— Begin SUPPLIED MATERIAL —

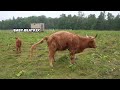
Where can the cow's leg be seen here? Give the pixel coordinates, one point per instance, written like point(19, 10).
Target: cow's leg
point(72, 57)
point(51, 57)
point(20, 49)
point(17, 49)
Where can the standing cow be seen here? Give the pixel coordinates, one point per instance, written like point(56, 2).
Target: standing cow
point(63, 40)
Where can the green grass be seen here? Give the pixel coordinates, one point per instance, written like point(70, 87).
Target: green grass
point(100, 63)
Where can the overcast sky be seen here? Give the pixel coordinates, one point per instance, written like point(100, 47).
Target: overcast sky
point(9, 14)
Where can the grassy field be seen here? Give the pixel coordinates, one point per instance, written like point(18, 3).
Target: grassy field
point(100, 63)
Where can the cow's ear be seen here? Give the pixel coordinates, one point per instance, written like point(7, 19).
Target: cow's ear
point(96, 35)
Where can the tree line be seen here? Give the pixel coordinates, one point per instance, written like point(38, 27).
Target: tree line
point(76, 22)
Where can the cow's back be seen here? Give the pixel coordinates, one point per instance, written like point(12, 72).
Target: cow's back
point(62, 40)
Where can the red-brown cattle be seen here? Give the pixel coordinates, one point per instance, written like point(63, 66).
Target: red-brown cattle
point(63, 40)
point(18, 45)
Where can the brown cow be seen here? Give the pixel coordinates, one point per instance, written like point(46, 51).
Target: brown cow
point(63, 40)
point(18, 45)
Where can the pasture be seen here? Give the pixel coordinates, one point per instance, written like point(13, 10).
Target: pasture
point(100, 63)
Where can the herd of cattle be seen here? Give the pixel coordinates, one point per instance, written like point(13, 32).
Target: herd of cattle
point(60, 41)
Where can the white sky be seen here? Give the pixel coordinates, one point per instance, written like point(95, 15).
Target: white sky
point(9, 14)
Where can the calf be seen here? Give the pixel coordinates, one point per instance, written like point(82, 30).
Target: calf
point(18, 45)
point(63, 40)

— End SUPPLIED MATERIAL —

Render every line of the items above as a Markdown table with the columns "Row" and "Entry", numbering the rows and skipping blank lines. Leave the pictures out.

| Row | Entry |
|---|---|
| 1 | Where can the cow's leg be seen here? Give the pixel coordinates, one point per instance, written like point(19, 10). |
| 2 | Target: cow's leg |
| 3 | point(72, 57) |
| 4 | point(51, 57) |
| 5 | point(20, 49) |
| 6 | point(17, 49) |
| 7 | Where can the standing cow be seen here? Give the pixel coordinates, one point per instance, written like point(56, 2). |
| 8 | Target: standing cow |
| 9 | point(63, 40) |
| 10 | Where can the green grass be seen here? Give the pixel coordinates, one point per instance, written like point(70, 87). |
| 11 | Target: green grass |
| 12 | point(100, 63) |
| 13 | Where can the overcast sky be seen here? Give the pixel coordinates, one point per instance, written like point(100, 47). |
| 14 | Target: overcast sky |
| 15 | point(9, 14) |
| 16 | Where can the grassy field be seen here? Give the pixel coordinates, one point per instance, written like point(18, 3). |
| 17 | Target: grassy field |
| 18 | point(100, 63) |
| 19 | Where can the cow's ear be seen here? Give the pixel coordinates, one point per instance, written like point(7, 19). |
| 20 | Target: cow's ear |
| 21 | point(96, 35) |
| 22 | Where can the tree line be seen here? Give the pixel coordinates, one point per instance, written like point(38, 27). |
| 23 | Target: tree line |
| 24 | point(76, 22) |
| 25 | Where can the cow's back be seen here? Give the pixel coordinates, one point per instance, written like point(12, 72). |
| 26 | Target: cow's back |
| 27 | point(62, 40) |
| 28 | Where can the red-brown cattle be seen here? Give the pixel coordinates, one point per instance, written like point(63, 66). |
| 29 | Target: red-brown cattle |
| 30 | point(63, 40) |
| 31 | point(18, 45) |
| 32 | Where can the brown cow be seen here? Give the pixel coordinates, one point per instance, written like point(46, 51). |
| 33 | Target: brown cow |
| 34 | point(63, 40) |
| 35 | point(18, 45) |
| 36 | Where can the pasture be seen here? Give the pixel coordinates, one point per instance, written like point(13, 10). |
| 37 | Target: pasture |
| 38 | point(100, 63) |
| 39 | Where can the herd of cattle be seen here? Give the pixel coordinates, one point per instance, written like point(13, 32). |
| 40 | Target: herd of cattle |
| 41 | point(60, 41) |
| 42 | Where can the white sky be seen here? Give the pixel coordinates, one point per instance, written like point(95, 15). |
| 43 | Target: white sky |
| 44 | point(9, 14) |
| 45 | Where can the calf be seen here? Give the pixel coordinates, one point per instance, written like point(82, 30). |
| 46 | Target: calf |
| 47 | point(18, 45) |
| 48 | point(63, 40) |